### Assignment
Everything from the line containing "Target: girl's left hand" through the last line of the data below should be given again exactly, both end lines included and nothing more.

### Task data
|---|
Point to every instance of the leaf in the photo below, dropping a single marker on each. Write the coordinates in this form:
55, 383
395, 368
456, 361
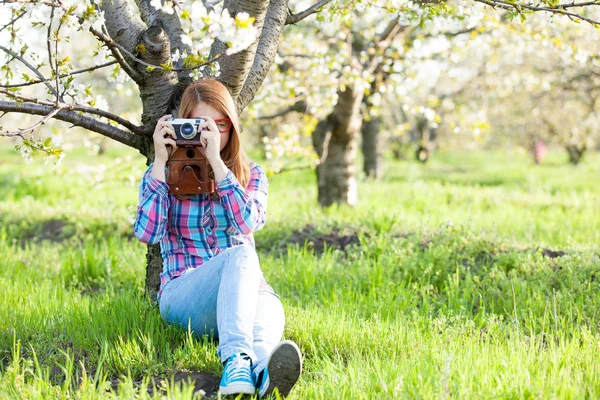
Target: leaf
140, 49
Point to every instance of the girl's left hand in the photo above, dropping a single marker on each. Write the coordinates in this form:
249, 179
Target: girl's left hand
210, 139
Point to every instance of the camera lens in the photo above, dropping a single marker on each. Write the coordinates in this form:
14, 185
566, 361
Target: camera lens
187, 131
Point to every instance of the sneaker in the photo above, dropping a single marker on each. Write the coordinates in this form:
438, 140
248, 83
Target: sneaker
237, 376
283, 370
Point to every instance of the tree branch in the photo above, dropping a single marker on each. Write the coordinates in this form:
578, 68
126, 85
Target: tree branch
107, 64
519, 6
12, 21
33, 127
266, 51
31, 67
295, 18
236, 67
76, 119
140, 130
170, 23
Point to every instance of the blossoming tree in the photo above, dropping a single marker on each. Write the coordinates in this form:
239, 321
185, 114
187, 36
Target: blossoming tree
161, 46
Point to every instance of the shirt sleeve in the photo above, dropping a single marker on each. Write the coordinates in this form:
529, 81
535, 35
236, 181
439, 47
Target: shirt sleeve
246, 208
152, 210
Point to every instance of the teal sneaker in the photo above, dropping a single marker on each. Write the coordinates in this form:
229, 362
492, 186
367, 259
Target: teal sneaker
283, 370
237, 376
|---|
### Answer for this exercise
Target: girl's left hand
210, 139
Point to every instance of the camera lens in the photo above, dropping a single marker on each. Write the coordinates in this form:
14, 185
566, 361
Target: camera lens
187, 131
Point to every instance of the sneaker in the photo above, dropping a single marker on each. Write the coordinates in this form:
438, 140
248, 83
Target: sneaker
237, 376
283, 370
Point to every instance of the tree branch in the photo above, dropping a single marker on each. Write the coordinates in this form:
578, 68
126, 85
Target: tree branch
107, 64
519, 6
12, 21
33, 127
266, 51
31, 67
295, 18
236, 67
76, 119
140, 130
170, 23
Point to every instance of the blossoming tree in the photo above, dropping a single marker on each. Write the coordinates in this form:
239, 321
185, 114
187, 36
Target: blossoming tree
161, 46
Point to every instance of the shirt sleeve in the photo above, dropping a single marker on each. Write the coordinates in this form:
529, 81
535, 35
236, 181
439, 47
Target: shirt sleeve
246, 208
152, 210
Point to every instance of the teal sneaker in the photo above, dropping a single marker on each. Write the coordinates in this form:
229, 362
492, 186
367, 259
Target: teal sneaker
283, 370
237, 376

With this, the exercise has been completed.